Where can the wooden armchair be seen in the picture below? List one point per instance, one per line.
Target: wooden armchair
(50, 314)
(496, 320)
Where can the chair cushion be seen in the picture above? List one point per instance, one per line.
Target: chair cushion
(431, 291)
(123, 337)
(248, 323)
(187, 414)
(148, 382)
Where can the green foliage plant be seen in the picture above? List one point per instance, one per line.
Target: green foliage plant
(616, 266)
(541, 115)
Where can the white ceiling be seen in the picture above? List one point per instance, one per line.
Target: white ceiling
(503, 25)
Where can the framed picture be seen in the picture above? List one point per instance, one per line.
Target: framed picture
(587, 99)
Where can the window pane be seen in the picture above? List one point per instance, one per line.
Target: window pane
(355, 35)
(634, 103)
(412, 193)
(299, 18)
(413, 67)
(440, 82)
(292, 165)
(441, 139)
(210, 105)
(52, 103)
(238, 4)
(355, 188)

● ● ● ● ●

Your instructions: Take the entries above and transcribe them in full.

Solution below:
Where can the wooden armchair be seen in the picture below? List one point per instance, one per line.
Target: wooden armchair
(50, 314)
(496, 320)
Where can the chair cushion be seen in the picture above? List one point per instance, one per line.
Target: chair cushion
(431, 291)
(123, 337)
(248, 323)
(187, 414)
(148, 382)
Where can the green foliage plant be seen in the picture above? List one point per instance, one per line.
Target: green foliage plant
(616, 266)
(541, 115)
Where can the white ceiling be seen in the picture above? List one point per instance, one per line.
Target: white ceiling
(503, 25)
Where can the framed picture be seen in the picture above? List one point per instance, one per line.
Target: framed picture
(587, 99)
Where can the window pane be seen in the picture above? List one point per instance, one per line.
Target: window pane
(355, 35)
(634, 103)
(412, 193)
(299, 18)
(413, 67)
(440, 82)
(292, 165)
(441, 139)
(210, 105)
(52, 103)
(238, 4)
(355, 188)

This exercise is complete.